▸ What this task involves: Each line of the records needs to be written out exactly, with any image left out.

▸ Information given:
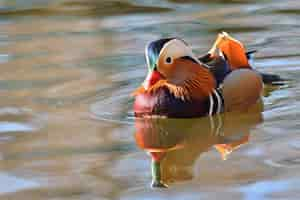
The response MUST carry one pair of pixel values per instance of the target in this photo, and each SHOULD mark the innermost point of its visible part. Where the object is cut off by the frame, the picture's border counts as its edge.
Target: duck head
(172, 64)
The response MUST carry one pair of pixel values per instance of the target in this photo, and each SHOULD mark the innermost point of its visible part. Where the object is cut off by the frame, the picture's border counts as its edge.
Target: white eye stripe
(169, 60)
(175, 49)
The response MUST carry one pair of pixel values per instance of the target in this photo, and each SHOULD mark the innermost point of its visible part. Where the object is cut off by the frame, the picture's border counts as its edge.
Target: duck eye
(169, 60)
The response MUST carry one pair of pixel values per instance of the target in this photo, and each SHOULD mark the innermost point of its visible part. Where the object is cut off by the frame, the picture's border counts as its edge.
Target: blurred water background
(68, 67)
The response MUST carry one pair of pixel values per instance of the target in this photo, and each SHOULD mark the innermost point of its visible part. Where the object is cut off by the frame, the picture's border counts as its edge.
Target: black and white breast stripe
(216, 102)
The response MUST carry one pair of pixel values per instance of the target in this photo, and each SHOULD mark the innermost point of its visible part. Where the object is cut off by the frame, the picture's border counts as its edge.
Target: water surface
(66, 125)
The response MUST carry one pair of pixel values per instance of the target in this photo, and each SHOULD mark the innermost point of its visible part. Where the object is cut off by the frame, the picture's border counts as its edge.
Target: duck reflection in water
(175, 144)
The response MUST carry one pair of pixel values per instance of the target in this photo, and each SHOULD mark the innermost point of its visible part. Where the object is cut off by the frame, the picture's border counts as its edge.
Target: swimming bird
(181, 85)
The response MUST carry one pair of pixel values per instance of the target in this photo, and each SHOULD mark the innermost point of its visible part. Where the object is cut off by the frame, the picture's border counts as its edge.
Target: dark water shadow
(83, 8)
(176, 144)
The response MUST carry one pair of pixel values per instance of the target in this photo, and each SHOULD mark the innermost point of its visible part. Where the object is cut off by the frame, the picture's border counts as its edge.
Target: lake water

▸ Result:
The response MUST carry one pair of pixel values per instance of the target in this photo, and each SHOULD mark the innermost point of its visible part. Where the object is cut off by the frame, the picture's border counts as its edge.
Target: duck head
(172, 64)
The response MUST carry one pair of pixel values per instance of the target in this photo, and each SHOULD mark the innermost point of its visible part. Where the object is cut off by the frame, the picture's border counts as its edge.
Target: white eye stripe
(169, 60)
(175, 49)
The response MUST carry one pair of pixel values per instance of the target in this photo, and each SHOULD mark the innermost point of its visible part. Where the object is cut off by the frame, the picture's border counts as its edge.
Target: duck eye
(169, 60)
The response MUST carry one pair of pixel values per instance of the target in this photo, and each SHOULD mark the innermost point of its visible part. Where the object is cut off by the frame, the picture's border counts as its edge.
Target: blurred water background
(68, 67)
The response MUST carry one pair of pixel values per instance of the target in this photo, and each SHOULD mark the innermost point of its visible part. Where the object is cut off by the frame, the picture's border counts as its edge.
Target: black and white breast stripe
(216, 102)
The response MUST carry one pair of pixel values per instance of the target in this photo, and each SHOULD mark the innermost point of its visible part. Where the object is cut off by the frame, the picture's border counts as its edge.
Target: water surface
(66, 125)
The response MUST carry one pair of pixel values per instance of the target in this photo, and each SHOULD mark the innermost point of its visible part. Where the object is cut off by the frame, the picture's border counts as its edge.
Target: duck reflection in water
(175, 144)
The response MUST carry one pair of pixel values per instance of the target in this photo, and each SHOULD mark the innermost point of its visible part. Where the object is cut off by the frame, the picture's border counts as its edge.
Target: swimming bird
(181, 85)
The response MUST carry one pair of pixel values per instance of the target in this photo, and each SHOULD mark the innermost point of its visible part. Where the object is cut off by the frame, the picture's border counts as its edge.
Target: dark water shadow
(83, 8)
(176, 144)
The response MUST carry one pair of pixel values per instance of the target in this photo, and each SHOULD mark the innermost point of its visible part. Where the object is cut off by the frame, the picture's border counts as its edge.
Target: lake water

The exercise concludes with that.